* Available records
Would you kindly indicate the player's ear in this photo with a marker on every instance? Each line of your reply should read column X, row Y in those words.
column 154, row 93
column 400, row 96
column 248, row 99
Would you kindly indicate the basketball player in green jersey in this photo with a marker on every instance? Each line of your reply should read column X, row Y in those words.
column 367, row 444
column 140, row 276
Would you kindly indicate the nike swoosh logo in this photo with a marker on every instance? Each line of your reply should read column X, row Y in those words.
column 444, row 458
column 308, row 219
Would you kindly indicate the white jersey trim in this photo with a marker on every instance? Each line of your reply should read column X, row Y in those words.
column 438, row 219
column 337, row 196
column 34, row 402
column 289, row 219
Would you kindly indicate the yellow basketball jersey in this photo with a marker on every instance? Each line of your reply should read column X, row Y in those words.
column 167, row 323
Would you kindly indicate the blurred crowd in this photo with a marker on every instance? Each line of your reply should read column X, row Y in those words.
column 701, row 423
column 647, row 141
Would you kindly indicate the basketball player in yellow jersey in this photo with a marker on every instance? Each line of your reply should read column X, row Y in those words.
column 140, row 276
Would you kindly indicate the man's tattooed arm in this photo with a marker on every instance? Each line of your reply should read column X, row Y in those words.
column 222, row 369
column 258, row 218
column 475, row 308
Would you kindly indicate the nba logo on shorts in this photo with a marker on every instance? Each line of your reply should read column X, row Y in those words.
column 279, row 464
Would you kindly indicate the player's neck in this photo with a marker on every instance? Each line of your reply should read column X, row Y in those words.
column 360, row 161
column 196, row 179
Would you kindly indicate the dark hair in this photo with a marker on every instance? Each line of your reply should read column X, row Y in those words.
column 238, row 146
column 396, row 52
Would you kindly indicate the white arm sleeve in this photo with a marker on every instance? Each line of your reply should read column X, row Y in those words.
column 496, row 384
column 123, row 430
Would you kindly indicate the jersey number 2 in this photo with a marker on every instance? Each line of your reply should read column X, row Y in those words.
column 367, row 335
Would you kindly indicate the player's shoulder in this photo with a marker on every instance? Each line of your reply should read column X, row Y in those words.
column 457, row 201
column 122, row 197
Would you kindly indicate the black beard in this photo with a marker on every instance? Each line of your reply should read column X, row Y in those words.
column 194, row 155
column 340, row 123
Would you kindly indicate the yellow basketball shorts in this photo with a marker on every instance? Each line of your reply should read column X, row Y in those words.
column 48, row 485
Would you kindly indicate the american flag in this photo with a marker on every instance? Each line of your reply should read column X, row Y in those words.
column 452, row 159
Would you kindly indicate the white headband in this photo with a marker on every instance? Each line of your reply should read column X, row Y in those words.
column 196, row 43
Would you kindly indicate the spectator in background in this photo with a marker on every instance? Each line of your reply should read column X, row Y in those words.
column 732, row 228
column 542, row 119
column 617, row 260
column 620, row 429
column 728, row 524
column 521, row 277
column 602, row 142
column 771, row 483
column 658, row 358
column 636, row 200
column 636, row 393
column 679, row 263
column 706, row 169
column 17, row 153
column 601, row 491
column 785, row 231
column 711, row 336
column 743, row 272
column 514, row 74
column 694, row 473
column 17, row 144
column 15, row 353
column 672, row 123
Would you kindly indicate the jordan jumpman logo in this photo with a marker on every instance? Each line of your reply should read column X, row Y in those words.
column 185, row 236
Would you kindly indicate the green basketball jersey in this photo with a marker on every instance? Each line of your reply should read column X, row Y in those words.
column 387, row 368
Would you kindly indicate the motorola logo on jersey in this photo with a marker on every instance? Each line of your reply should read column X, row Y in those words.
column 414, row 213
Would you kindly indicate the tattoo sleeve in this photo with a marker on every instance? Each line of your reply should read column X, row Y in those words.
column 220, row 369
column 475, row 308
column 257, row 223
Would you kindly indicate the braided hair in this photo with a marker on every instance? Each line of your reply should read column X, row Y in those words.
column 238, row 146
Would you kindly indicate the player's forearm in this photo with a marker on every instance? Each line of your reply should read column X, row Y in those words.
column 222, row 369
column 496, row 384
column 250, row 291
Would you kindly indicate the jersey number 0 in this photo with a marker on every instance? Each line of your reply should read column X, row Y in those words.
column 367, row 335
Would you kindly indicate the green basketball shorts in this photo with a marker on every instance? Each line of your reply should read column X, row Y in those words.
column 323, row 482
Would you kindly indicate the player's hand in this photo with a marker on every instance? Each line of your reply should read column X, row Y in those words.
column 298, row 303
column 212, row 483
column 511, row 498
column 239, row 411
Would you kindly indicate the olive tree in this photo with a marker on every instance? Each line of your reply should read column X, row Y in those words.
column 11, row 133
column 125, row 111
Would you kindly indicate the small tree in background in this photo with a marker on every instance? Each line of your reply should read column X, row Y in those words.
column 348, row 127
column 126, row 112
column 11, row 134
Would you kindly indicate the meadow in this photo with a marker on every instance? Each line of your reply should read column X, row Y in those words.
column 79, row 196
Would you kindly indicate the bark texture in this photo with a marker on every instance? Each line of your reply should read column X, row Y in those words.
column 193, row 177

* What you will do
Could you write out the records again from the line with "Would you kindly indicate the spectator" up to and including the line with "column 602, row 142", substituting "fan" for "spectator" and keeping everything else the same?

* Expected output
Would you kindly indicate the fan in background in this photo with a marker on every instance? Each line of your reply should read column X, row Y in those words.
column 732, row 228
column 542, row 119
column 617, row 260
column 620, row 429
column 728, row 524
column 521, row 277
column 602, row 142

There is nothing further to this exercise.